*Texto seleccionado*:

Haciendo su trabajo a veces «matapasiones», los especialistas juegan a ser dioses del tiempo: imágenes de computadora permiten ver un cuadro tal y como se pintó, y proyecciones científicas lo «pintan» como se verá, digamos, en unos 50 años. Haciendo el mío, no puedo menos que discrepar.
Bendita esta ciencia que a diario nos salva y que quiere, también, salvar con nosotros el arte que nos legaron, pero a menudo las cosas sublimes tienen otra explicación. Impresiona la seguridad con que otro equipo de analistas, con un astrofísico al frente, estableció el momento —13 de noviembre de 1872, a las 07:35 a.m., y aún les faltan los segundos— en que Claude Monet pintó desde una ventana de hotel del puerto de Le Havre su Impresión, sol naciente, que dio su nombre al movimiento impresionista. Sin embargo, yo lamento que el estudio nos llevara de un tajo esa hermosísima duda de si amanecía… o era ya el atardecer.
El tiempo pesa, y en su peso naufraga cualquier título. El famoso autorretrato de Leonardo Da Vinci, trazado con tinta roja hace medio milenio, se desvanece en un papel que cada vez se vuelve más amarillo. Investigadores italianos y polacos que le aplicaron la técnica de espectroscopia reflectante determinaron que el tránsito de la pieza de un archivo a otro en condiciones disímiles de humedad y temperatura ha terminado por ahuyentar al florentino, que se nos difumina de a poquitos, en acto a la altura de su mejor «esfumatto». ¿No se puede considerar que Leonardo tan solo se despide?
¿No es más lícito pensar, con Oscar Wilde, que es la obra que crece y no el tiempo que mata? Como su Dorian Gray —que, por cierto, llevó las cosas al extremo— todos podemos asumir que tendremos eterna juventud a medida que entendamos que las grandes creaciones tienen vida propia.
Esas grietas minúsculas que se le instalan en pleno rostro a La Gioconda —y por ello ensombrecen su misteriosa sonrisa— son arrugas de abuela, más que heridas al arte, que nos confirman que, al pintar, el maestro plantaba un ser humano.
Tampoco Edvard Munch pudo resistirse a la tentación de otro amarillo, el de cadmio, pero donde ojos elevados ven desliz y deterioro se puede interpretar, mejor, el tránsito alucinante de un cielo en remolino y las estaciones de una angustia profunda como pocas.

*Datos para analizar*:
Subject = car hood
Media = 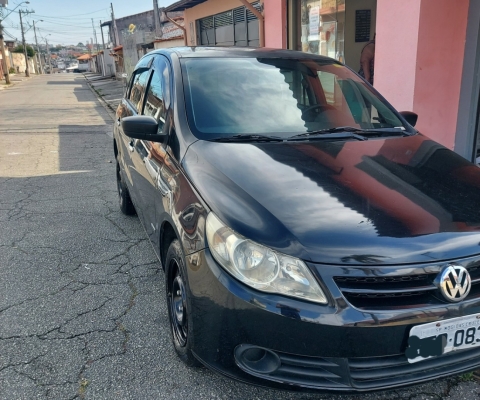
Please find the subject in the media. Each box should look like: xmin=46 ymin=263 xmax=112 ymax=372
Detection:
xmin=183 ymin=135 xmax=480 ymax=265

*Objetivo de la tarea*: Sustituye "La Gioconda" por "La Mona Lisa" y copia el fragmento del texto sobre el arte y el paso del tiempo que va de "Esas grietas minúsculas" a "profunda como pocas.".

*Espacio de respuesta*:
Esas grietas minúsculas que se le instalan en pleno rostro a La Mona Lisa —y por ello ensombrecen su misteriosa sonrisa— son arrugas de abuela, más que heridas al arte, que nos confirman que, al pintar, el maestro plantaba un ser humano.
Tampoco Edvard Munch pudo resistirse a la tentación de otro amarillo, el de cadmio, pero donde ojos elevados ven desliz y deterioro se puede interpretar, mejor, el tránsito alucinante de un cielo en remolino y las estaciones de una angustia profunda como pocas.